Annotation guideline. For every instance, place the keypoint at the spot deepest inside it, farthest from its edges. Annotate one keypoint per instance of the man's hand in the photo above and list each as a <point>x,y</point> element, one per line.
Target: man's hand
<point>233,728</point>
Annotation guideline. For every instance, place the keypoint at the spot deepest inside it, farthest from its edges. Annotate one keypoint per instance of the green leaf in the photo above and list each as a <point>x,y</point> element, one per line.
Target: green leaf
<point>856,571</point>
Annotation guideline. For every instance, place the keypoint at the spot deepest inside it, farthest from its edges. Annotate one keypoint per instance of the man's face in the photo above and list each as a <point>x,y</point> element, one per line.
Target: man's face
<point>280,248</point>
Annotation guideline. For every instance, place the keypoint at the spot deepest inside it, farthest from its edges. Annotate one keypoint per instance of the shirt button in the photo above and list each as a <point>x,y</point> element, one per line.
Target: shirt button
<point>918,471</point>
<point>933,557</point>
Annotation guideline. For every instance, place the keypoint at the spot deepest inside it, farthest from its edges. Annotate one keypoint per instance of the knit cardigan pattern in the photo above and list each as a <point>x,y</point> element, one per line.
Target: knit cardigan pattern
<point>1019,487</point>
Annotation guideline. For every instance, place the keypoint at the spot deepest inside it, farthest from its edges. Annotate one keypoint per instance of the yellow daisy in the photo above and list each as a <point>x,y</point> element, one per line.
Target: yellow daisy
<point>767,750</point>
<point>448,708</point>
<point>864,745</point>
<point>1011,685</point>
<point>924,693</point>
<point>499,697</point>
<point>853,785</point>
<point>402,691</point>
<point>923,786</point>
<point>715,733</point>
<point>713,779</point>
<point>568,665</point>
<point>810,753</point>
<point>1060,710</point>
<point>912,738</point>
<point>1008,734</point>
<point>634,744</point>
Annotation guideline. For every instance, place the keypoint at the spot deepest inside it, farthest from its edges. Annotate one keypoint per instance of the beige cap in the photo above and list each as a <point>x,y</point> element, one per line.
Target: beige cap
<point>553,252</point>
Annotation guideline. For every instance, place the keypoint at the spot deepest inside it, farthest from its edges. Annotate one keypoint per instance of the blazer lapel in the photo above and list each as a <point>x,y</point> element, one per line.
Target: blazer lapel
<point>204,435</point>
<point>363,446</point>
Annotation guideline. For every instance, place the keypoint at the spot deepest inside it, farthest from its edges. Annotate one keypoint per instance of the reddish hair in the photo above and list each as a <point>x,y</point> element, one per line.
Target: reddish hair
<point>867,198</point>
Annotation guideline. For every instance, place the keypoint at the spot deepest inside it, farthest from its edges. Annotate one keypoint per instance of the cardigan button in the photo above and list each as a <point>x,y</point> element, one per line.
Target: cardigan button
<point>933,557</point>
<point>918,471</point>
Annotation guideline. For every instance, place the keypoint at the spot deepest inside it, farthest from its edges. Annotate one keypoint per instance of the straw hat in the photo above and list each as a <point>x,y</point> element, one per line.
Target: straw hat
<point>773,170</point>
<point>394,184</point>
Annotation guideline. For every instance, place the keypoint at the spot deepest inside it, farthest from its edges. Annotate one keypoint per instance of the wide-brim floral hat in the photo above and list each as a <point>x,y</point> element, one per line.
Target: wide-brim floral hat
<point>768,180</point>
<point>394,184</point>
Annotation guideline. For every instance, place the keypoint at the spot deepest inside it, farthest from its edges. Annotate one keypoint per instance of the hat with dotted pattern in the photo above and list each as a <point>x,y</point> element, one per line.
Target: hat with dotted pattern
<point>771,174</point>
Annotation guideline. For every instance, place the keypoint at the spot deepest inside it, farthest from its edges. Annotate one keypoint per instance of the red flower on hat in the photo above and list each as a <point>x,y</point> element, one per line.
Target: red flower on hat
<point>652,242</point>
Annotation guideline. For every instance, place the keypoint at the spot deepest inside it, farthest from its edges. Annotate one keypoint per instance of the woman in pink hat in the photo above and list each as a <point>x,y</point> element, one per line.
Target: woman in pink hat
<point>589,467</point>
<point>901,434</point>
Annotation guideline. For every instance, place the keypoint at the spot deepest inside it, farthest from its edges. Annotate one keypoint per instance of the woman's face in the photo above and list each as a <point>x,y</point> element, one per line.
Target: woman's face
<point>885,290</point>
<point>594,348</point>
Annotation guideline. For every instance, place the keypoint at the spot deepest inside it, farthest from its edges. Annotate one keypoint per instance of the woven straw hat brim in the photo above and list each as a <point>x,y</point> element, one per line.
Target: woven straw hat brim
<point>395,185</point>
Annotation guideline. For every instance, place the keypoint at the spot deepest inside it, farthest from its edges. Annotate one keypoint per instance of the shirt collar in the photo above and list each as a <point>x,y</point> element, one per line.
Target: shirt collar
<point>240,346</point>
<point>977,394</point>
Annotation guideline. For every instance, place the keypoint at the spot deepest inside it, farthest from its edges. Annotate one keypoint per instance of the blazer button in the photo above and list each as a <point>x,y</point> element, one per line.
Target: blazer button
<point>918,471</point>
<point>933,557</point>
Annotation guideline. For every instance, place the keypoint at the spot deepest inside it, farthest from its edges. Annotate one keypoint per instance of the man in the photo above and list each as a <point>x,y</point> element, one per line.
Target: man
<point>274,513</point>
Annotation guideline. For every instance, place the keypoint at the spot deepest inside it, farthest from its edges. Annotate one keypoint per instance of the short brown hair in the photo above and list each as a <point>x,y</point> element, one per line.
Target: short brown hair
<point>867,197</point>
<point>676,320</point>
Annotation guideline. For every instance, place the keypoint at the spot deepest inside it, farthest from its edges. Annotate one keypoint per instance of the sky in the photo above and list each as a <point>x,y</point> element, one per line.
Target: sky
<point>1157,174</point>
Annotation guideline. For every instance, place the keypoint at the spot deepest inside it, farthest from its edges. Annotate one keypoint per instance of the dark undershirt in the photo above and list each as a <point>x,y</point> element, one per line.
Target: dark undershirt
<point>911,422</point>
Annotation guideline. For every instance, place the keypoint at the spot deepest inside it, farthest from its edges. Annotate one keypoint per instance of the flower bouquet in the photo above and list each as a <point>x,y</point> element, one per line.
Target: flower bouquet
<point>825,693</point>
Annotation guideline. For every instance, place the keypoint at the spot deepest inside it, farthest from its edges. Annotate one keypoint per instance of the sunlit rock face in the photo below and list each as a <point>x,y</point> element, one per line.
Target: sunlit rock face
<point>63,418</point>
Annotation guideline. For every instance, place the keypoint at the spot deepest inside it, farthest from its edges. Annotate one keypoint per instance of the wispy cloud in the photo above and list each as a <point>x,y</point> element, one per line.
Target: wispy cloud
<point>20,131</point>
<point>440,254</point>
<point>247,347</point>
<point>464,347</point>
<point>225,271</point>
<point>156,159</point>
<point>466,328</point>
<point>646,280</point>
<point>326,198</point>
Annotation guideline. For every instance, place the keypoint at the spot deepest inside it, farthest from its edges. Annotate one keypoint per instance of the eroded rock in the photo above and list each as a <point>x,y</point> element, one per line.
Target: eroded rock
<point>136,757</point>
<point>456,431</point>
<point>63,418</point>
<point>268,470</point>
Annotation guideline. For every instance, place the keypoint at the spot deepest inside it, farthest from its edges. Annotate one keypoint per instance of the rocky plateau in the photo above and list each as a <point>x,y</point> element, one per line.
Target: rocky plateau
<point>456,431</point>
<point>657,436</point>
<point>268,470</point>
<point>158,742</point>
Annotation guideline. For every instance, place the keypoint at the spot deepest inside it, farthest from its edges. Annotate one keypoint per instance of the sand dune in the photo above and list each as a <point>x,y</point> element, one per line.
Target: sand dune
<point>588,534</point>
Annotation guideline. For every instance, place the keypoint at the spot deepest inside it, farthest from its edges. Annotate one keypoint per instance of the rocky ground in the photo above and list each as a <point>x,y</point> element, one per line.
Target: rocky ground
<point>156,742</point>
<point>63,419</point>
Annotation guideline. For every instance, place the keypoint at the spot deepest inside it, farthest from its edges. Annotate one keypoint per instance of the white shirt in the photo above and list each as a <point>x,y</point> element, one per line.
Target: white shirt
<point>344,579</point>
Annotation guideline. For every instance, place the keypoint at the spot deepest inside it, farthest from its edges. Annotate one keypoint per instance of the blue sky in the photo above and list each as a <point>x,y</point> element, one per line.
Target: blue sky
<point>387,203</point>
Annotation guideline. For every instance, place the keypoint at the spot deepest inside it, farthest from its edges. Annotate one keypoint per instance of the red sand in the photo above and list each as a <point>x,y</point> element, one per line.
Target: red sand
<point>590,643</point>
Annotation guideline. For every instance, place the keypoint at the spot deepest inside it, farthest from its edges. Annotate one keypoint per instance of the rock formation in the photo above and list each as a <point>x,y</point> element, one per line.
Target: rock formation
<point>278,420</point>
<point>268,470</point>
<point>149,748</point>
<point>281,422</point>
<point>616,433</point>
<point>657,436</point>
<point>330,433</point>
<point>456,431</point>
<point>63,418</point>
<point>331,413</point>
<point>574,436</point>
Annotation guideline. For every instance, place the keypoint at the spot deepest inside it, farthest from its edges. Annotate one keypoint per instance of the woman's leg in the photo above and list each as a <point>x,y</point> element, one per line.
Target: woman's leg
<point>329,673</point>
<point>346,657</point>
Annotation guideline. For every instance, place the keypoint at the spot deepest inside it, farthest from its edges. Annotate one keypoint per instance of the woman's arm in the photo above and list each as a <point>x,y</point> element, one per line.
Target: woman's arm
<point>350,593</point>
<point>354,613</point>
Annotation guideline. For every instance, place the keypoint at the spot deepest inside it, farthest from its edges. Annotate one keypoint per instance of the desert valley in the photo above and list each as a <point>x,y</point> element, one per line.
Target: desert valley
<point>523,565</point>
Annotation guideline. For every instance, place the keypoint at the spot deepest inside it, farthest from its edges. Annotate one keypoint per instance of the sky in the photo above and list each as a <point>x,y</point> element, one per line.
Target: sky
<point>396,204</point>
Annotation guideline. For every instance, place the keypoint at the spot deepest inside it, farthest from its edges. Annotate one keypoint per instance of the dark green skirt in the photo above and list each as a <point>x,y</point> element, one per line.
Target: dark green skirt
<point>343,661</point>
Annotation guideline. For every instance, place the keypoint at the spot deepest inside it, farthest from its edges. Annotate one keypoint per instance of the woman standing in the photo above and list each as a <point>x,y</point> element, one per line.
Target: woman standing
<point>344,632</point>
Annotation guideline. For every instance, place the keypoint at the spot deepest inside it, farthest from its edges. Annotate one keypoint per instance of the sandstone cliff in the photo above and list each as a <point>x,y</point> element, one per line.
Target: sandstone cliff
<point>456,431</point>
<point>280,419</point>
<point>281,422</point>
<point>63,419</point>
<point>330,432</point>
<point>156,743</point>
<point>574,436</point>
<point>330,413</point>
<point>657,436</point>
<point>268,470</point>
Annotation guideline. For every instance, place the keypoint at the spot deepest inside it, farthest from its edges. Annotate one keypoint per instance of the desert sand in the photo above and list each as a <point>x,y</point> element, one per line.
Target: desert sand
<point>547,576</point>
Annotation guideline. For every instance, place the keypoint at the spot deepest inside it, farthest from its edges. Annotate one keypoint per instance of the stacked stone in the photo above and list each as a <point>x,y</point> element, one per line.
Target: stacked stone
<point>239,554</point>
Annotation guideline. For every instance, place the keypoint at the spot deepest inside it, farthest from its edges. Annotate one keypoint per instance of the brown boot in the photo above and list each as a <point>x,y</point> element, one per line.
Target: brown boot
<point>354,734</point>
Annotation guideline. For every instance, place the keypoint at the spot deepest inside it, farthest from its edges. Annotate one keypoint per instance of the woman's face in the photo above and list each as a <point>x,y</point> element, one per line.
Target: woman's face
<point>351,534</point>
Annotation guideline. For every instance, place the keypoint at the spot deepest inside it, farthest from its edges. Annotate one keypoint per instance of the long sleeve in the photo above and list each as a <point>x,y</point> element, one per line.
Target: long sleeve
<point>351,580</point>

* **ABOUT THIS EXERCISE**
Please retype the top of the data exactly, down to and including the line that holds "of the green", and nothing further.

* **SOLUTION TO THIS PROBLEM**
Annotation guideline. For every instance, place the keypoint at the spot deepest inside it, farthest from its edges. Annotate one keypoint per instance of the man's hand in the photo above and list each as a <point>x,y</point> element, one per line.
Target: man's hand
<point>233,728</point>
Annotation guideline. For every instance, place the keypoint at the spot deepest inside it, farthest from its edges. Annotate one keypoint per instance of the green leaf in the photo above and list each as a <point>x,y</point> element, one per line.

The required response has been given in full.